O descontrole inflacionário arruinou o poder de compra do consumidor brasileiro, especialmente os mais pobres; o preço da cesta básica já compromete 50% ou mais do salário mínimo, sem esquecer de mencionar a disputa de narrativa sobre o peso do ICMS no preço da gasolina, cujo litro já bateu os R$ 7, segundo levantamento e cruzamento de dados realizados pela reportagem seriada especial de O POVO.
Em apenas mil dias, o atual governo consolidou na capital cearense o pior patamar econômico de alimentos e rendas em quase trinta anos. A bandeira do liberalismo radical na política econômica, vestida como um manto sagrado pelo ministro da pasta, até agora só desonera o poder de compra, afugenta as empresas, aumenta o desemprego e dispara a inflação. Tais indicadores, no contexto de desmonte de políticas públicas de redistribuição de renda, aceleram a desigualdade social e aprofunda o poço que divide o Brasil em dois há séculos.
Enquanto isso, o Xariar do Planalto divulga um “milagre econômico” que distorce intencionalmente a taxa de crescimento do PIB. Ledo engano pensar que isso significa falta de noções básicas de matemática ou ignorância em temas econômicos. Na verdade trata-se de um discurso direcionado a destacar os “avanços extraordinários” do governo na condução da política econômica, mesmo que os dados contradigam dia após dia. Parece uma daquelas histórias belíssimas e mirabolantes de Xerazade para sobreviver a mais uma noite junto ao sultão, mas sem o mesmo nível de eloquência e perspicácia da jovem ameaçada está difícil para o governo ganhar a guerra pelas palavras.
No presente tem sido muito custoso vivenciar todo esse cenário caótico, no futuro será muito trabalhoso para os autores dos livros de história contar como uma democracia resiste a episódios repetitivos de ódio de raça, classe e gênero; de coação às liberdades individuais e de imprensa; de atentados e ameaças à própria democracia, com arroubos golpistas e reacionários; de xingamentos e desrespeito à dignidade humana; de agressões do Executivo ao Judiciário.
Fato é que não serão os contos fantasiosos que irão redimir o governo federal, e pelo visto nem os números. Se aprendemos com Xerazade que quem conta um conto aumenta um ponto, atestamos com o atual governo que algumas contas nunca fecham.
Resta-nos, agora, contar os dias para sairmos vivos da escuridão dessa grande noite.

(Material fornecido)
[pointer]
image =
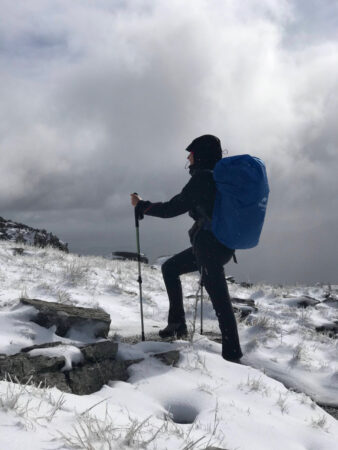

(O exercício)
Responda com base no trecho fornecido:
(a) Que parcela do salário mínimo o preço da cesta básica já compromete?
(b) Em quantos dias o atual governo consolidou na capital cearense o pior patamar econômico de alimentos e rendas, e em quanto tempo esse patamar é o pior?
(c) Que taxa o “milagre econômico” divulgado pelo Xariar do Planalto distorce intencionalmente?

(Problema resolvido)
(a) 50% ou mais do salário mínimo.
(b) Em apenas mil dias; é o pior patamar em quase trinta anos.
(c) A taxa de crescimento do PIB.